Le rugby et mon esprit
Le
rugby, je ne suis pas tombé dedans quand j’étais petit, aucune
prédisposition, aucune incitation familiale. Tout juste quelques matches
regardés d’un œil curieux lors des retransmissions du Tournoi des V
Nations.
C’est cette putain d’adolescence qui m’a poussé à
franchir le pas. Enfin, plutôt la fin de l’adolescence, l’heure des
premiers bilans, quand on n’est malheureusement plus un gamin, mais
pas encore un homme, encore moins un adulte. Les premières amours, non
réciproques, qui riment avec les premières claques (non, pas les
premières finalement, les plus douloureuses sûrement), ne manquent pas
de me renvoyer à la figure l’image d’un grand échalas, empoté, gras et
peu sûr de lui (doux euphémisme). Par réaction, j’ai préféré passer mon
adolescence avec ma solitude, une canne à pêche à la main et des rêves
plein la tête. Autant dire que ma culture physique et sportive se
résumait à quelques séances d’EPS « subies », au collège et au lycée.

* **DONNÉES FOURNIES**
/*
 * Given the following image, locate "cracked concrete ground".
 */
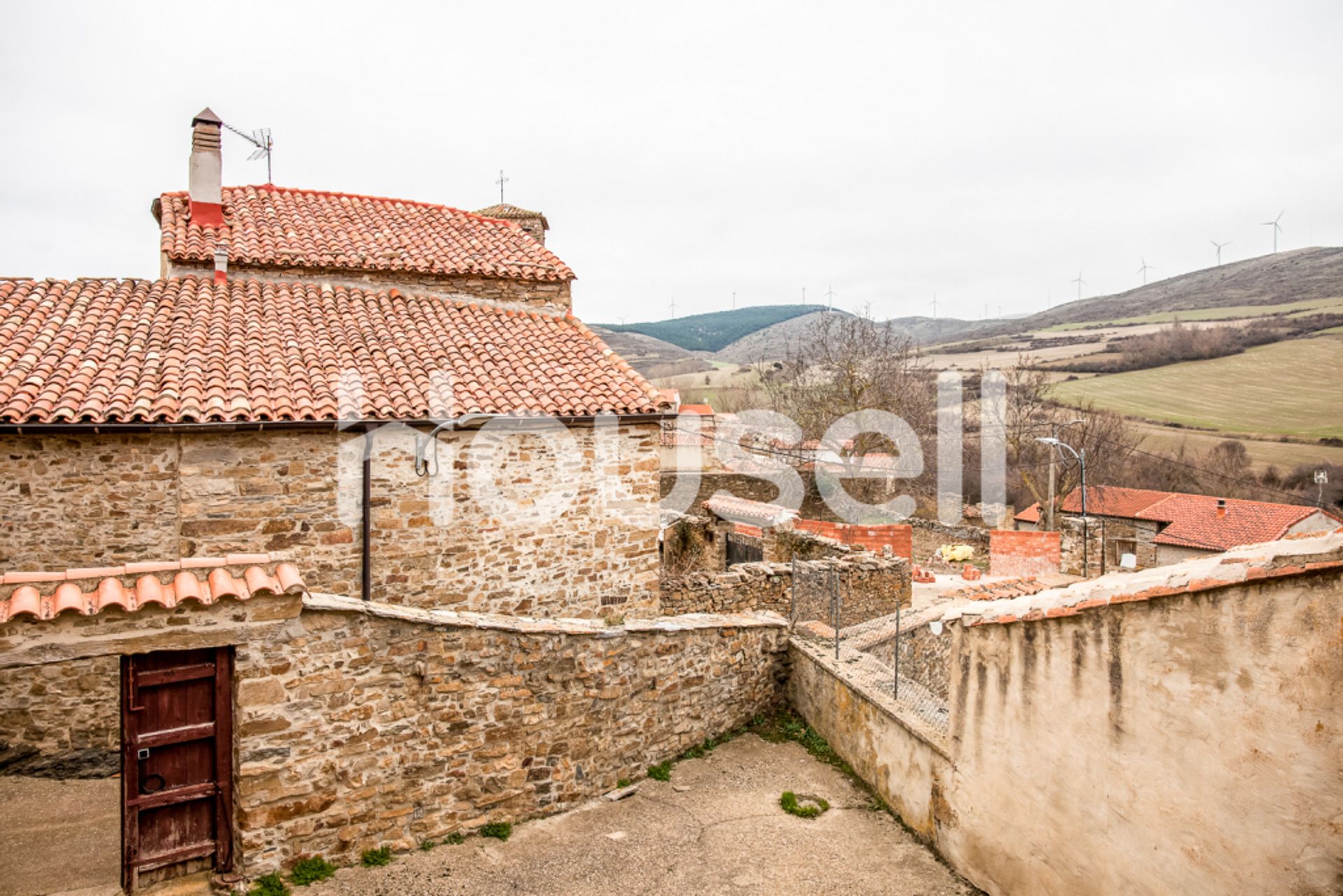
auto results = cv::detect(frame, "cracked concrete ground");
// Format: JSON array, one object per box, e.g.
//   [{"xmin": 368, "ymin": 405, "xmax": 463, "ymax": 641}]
[{"xmin": 307, "ymin": 735, "xmax": 978, "ymax": 896}]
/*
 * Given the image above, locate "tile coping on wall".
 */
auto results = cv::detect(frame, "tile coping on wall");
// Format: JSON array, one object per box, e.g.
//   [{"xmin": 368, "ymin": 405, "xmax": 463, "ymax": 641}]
[
  {"xmin": 788, "ymin": 635, "xmax": 952, "ymax": 760},
  {"xmin": 304, "ymin": 594, "xmax": 788, "ymax": 638},
  {"xmin": 940, "ymin": 529, "xmax": 1343, "ymax": 626}
]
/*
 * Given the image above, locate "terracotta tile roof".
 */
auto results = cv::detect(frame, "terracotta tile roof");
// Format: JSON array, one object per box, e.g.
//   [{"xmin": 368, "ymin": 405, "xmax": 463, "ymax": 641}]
[
  {"xmin": 159, "ymin": 185, "xmax": 574, "ymax": 280},
  {"xmin": 704, "ymin": 495, "xmax": 797, "ymax": 527},
  {"xmin": 0, "ymin": 553, "xmax": 308, "ymax": 623},
  {"xmin": 0, "ymin": 277, "xmax": 669, "ymax": 423},
  {"xmin": 1016, "ymin": 485, "xmax": 1336, "ymax": 550},
  {"xmin": 941, "ymin": 529, "xmax": 1343, "ymax": 626}
]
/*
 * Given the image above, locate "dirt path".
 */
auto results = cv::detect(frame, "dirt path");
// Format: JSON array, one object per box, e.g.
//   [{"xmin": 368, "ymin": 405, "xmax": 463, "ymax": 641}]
[{"xmin": 306, "ymin": 735, "xmax": 976, "ymax": 896}]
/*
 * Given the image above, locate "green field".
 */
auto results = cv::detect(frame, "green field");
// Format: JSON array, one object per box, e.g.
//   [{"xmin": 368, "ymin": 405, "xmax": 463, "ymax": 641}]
[
  {"xmin": 1046, "ymin": 297, "xmax": 1343, "ymax": 332},
  {"xmin": 1056, "ymin": 334, "xmax": 1343, "ymax": 438}
]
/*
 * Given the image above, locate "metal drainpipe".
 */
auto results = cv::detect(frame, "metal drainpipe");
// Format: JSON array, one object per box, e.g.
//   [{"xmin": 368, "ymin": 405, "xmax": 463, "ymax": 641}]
[{"xmin": 360, "ymin": 426, "xmax": 374, "ymax": 600}]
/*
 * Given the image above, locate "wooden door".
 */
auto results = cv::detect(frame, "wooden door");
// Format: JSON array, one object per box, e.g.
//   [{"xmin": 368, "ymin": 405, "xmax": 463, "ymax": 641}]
[{"xmin": 121, "ymin": 648, "xmax": 232, "ymax": 892}]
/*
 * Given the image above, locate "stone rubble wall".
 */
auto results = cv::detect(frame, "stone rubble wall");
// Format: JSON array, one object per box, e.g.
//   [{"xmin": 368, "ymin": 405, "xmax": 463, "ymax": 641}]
[
  {"xmin": 661, "ymin": 552, "xmax": 912, "ymax": 627},
  {"xmin": 0, "ymin": 423, "xmax": 658, "ymax": 617},
  {"xmin": 0, "ymin": 594, "xmax": 787, "ymax": 877}
]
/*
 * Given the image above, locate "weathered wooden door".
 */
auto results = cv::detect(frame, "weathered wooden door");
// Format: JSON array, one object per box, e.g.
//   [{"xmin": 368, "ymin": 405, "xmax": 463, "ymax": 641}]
[
  {"xmin": 121, "ymin": 648, "xmax": 232, "ymax": 890},
  {"xmin": 728, "ymin": 534, "xmax": 764, "ymax": 567}
]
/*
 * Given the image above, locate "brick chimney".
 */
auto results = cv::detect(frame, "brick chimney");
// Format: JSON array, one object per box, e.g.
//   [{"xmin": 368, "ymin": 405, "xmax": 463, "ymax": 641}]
[{"xmin": 187, "ymin": 106, "xmax": 225, "ymax": 227}]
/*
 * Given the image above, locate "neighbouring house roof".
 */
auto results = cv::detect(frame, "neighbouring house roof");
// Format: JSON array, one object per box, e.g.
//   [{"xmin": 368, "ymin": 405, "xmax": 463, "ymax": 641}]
[
  {"xmin": 941, "ymin": 528, "xmax": 1343, "ymax": 626},
  {"xmin": 704, "ymin": 495, "xmax": 797, "ymax": 527},
  {"xmin": 156, "ymin": 184, "xmax": 574, "ymax": 280},
  {"xmin": 0, "ymin": 277, "xmax": 670, "ymax": 423},
  {"xmin": 1016, "ymin": 485, "xmax": 1337, "ymax": 550},
  {"xmin": 476, "ymin": 203, "xmax": 550, "ymax": 229},
  {"xmin": 0, "ymin": 553, "xmax": 308, "ymax": 623}
]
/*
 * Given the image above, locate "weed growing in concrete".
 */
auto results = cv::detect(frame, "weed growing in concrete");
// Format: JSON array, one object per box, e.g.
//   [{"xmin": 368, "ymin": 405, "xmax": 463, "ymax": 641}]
[
  {"xmin": 247, "ymin": 872, "xmax": 290, "ymax": 896},
  {"xmin": 481, "ymin": 820, "xmax": 513, "ymax": 839},
  {"xmin": 289, "ymin": 855, "xmax": 336, "ymax": 887},
  {"xmin": 359, "ymin": 846, "xmax": 392, "ymax": 868},
  {"xmin": 779, "ymin": 790, "xmax": 830, "ymax": 818}
]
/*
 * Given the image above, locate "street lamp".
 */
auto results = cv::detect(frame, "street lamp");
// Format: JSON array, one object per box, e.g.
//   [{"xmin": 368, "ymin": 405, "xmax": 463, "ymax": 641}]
[{"xmin": 1035, "ymin": 435, "xmax": 1090, "ymax": 579}]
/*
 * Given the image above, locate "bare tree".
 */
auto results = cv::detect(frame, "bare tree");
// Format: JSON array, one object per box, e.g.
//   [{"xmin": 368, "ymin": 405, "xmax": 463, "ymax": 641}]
[{"xmin": 1003, "ymin": 355, "xmax": 1139, "ymax": 520}]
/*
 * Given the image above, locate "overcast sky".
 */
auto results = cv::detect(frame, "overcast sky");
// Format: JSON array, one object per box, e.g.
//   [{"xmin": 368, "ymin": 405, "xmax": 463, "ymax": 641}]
[{"xmin": 0, "ymin": 0, "xmax": 1343, "ymax": 322}]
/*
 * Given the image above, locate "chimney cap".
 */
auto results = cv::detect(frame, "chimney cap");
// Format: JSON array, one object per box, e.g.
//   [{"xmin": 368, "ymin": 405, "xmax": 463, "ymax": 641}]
[{"xmin": 191, "ymin": 106, "xmax": 225, "ymax": 127}]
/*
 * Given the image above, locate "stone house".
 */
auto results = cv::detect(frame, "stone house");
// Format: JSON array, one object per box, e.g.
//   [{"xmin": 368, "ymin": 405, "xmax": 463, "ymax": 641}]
[{"xmin": 1016, "ymin": 485, "xmax": 1339, "ymax": 572}]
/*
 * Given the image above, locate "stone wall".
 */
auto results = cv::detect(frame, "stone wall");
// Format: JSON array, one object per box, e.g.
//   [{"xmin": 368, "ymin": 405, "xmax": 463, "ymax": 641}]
[
  {"xmin": 0, "ymin": 425, "xmax": 658, "ymax": 617},
  {"xmin": 988, "ymin": 529, "xmax": 1060, "ymax": 576},
  {"xmin": 0, "ymin": 595, "xmax": 786, "ymax": 876},
  {"xmin": 788, "ymin": 536, "xmax": 1343, "ymax": 896},
  {"xmin": 0, "ymin": 657, "xmax": 121, "ymax": 778},
  {"xmin": 661, "ymin": 553, "xmax": 912, "ymax": 627},
  {"xmin": 162, "ymin": 255, "xmax": 572, "ymax": 311}
]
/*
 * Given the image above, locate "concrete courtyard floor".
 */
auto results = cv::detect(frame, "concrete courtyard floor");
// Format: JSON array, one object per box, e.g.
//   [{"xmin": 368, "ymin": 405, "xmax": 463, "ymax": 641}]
[{"xmin": 307, "ymin": 734, "xmax": 979, "ymax": 896}]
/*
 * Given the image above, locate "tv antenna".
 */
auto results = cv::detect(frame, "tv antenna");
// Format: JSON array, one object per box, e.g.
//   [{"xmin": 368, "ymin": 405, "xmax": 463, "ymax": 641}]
[
  {"xmin": 1067, "ymin": 269, "xmax": 1086, "ymax": 298},
  {"xmin": 219, "ymin": 121, "xmax": 276, "ymax": 184},
  {"xmin": 1133, "ymin": 257, "xmax": 1156, "ymax": 286},
  {"xmin": 1261, "ymin": 208, "xmax": 1286, "ymax": 254}
]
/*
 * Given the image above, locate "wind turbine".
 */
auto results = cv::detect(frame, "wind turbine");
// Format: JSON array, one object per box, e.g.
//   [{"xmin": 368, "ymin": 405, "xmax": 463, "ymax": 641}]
[
  {"xmin": 1133, "ymin": 258, "xmax": 1156, "ymax": 286},
  {"xmin": 1067, "ymin": 269, "xmax": 1086, "ymax": 298},
  {"xmin": 1260, "ymin": 208, "xmax": 1286, "ymax": 254}
]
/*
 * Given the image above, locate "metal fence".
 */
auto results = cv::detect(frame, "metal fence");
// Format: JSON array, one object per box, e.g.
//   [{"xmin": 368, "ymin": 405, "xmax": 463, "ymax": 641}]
[{"xmin": 790, "ymin": 560, "xmax": 949, "ymax": 736}]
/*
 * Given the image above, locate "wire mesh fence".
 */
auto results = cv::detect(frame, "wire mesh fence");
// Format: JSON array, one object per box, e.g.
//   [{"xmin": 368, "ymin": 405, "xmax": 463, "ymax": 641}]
[{"xmin": 790, "ymin": 560, "xmax": 949, "ymax": 737}]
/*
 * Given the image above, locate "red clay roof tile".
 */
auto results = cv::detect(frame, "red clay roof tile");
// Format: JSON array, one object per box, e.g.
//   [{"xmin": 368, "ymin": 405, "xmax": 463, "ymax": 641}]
[
  {"xmin": 159, "ymin": 184, "xmax": 574, "ymax": 280},
  {"xmin": 0, "ymin": 277, "xmax": 669, "ymax": 423},
  {"xmin": 0, "ymin": 553, "xmax": 308, "ymax": 623}
]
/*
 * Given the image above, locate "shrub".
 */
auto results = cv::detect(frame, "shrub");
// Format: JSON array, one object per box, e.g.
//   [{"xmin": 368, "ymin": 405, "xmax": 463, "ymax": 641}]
[
  {"xmin": 779, "ymin": 790, "xmax": 830, "ymax": 818},
  {"xmin": 247, "ymin": 872, "xmax": 289, "ymax": 896},
  {"xmin": 359, "ymin": 846, "xmax": 392, "ymax": 868},
  {"xmin": 289, "ymin": 855, "xmax": 336, "ymax": 887},
  {"xmin": 481, "ymin": 820, "xmax": 513, "ymax": 839}
]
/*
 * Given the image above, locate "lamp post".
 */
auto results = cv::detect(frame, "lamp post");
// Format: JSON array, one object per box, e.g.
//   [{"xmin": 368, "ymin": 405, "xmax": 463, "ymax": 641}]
[{"xmin": 1035, "ymin": 435, "xmax": 1090, "ymax": 579}]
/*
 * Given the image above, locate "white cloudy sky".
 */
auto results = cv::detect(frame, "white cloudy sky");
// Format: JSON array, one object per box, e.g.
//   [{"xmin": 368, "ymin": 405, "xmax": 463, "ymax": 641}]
[{"xmin": 0, "ymin": 0, "xmax": 1343, "ymax": 322}]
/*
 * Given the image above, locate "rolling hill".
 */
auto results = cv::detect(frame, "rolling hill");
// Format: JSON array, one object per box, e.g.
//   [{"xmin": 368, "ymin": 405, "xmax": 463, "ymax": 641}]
[
  {"xmin": 983, "ymin": 247, "xmax": 1343, "ymax": 336},
  {"xmin": 600, "ymin": 305, "xmax": 825, "ymax": 352}
]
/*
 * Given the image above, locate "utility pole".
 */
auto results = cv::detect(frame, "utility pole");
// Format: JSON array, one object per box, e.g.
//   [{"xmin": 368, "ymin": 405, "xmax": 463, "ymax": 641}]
[{"xmin": 1045, "ymin": 423, "xmax": 1058, "ymax": 532}]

* **LES CONSIGNES**
• A. D'après le texte sur le rugby, de quelle compétition des matches étaient-ils regardés d'un œil curieux lors des retransmissions ?
• B. Recopiez fidèlement le passage du texte sur le rugby, depuis « C’est cette putain » jusqu'à « et au lycée. » inclus.
• C. Écrivez la suite du texte sur le rugby, en reprenant après sa dernière phrase.
Les entrées forment un matériau distinct du texte sur le rugby.

* **LES RÉPONSES**
• A. Du Tournoi des V Nations.

• B.
C’est cette putain d’adolescence qui m’a poussé à
franchir le pas. Enfin, plutôt la fin de l’adolescence, l’heure des
premiers bilans, quand on n’est malheureusement plus un gamin, mais
pas encore un homme, encore moins un adulte. Les premières amours, non
réciproques, qui riment avec les premières claques (non, pas les
premières finalement, les plus douloureuses sûrement), ne manquent pas
de me renvoyer à la figure l’image d’un grand échalas, empoté, gras et
peu sûr de lui (doux euphémisme). Par réaction, j’ai préféré passer mon
adolescence avec ma solitude, une canne à pêche à la main et des rêves
plein la tête. Autant dire que ma culture physique et sportive se
résumait à quelques séances d’EPS « subies », au collège et au lycée.

• C.
J’étais un élève médiocre en sport, « l’intello » sympa de la classe,
avec un goût vestimentaire incertain (c’est toujours le cas) et des
relations sociales qui se limitaient à de la bonne camaraderie, gent
féminine comprise. Or, la camaraderie se marie très mal avec le
bouillonnement hormonal qui sévissait à l’aube de mes 20 ans. Non pas
que j’étais une bête incontrôlable dont la libido submergeait les digues
de la raison, je ressentais un besoin viscéral de trouver une personne
apaisante, une personne refuge. Mais là, n’est pas le sujet.
Dans
quelle activité sportive aurais-je pu m’investir alors que je n’avais
jamais pratiqué un quelconque sport au sein d’un club ou même d’un
groupe de copains ? Très difficile de débouler dans un club de foot,
volley, basket alors que la majorité voire la totalité des joueurs le
pratique depuis l’âge de 12 ans voire moins ? Ou ont un passé sportif
qui leur permet d’accrocher « le wagon » sans passer par la case «
départ », celle où l’on se forge coordination motrice, équilibre,
adresse, vélocité et endurance ? Très vite, l’idée du rugby s’est
imposée : une activité de plein air, par équipe, un jeu de balles. Je
pensais que ma taille pourrait être un atout dans ma quête d’intégration
d’une équipe, quelle qu’elle soit.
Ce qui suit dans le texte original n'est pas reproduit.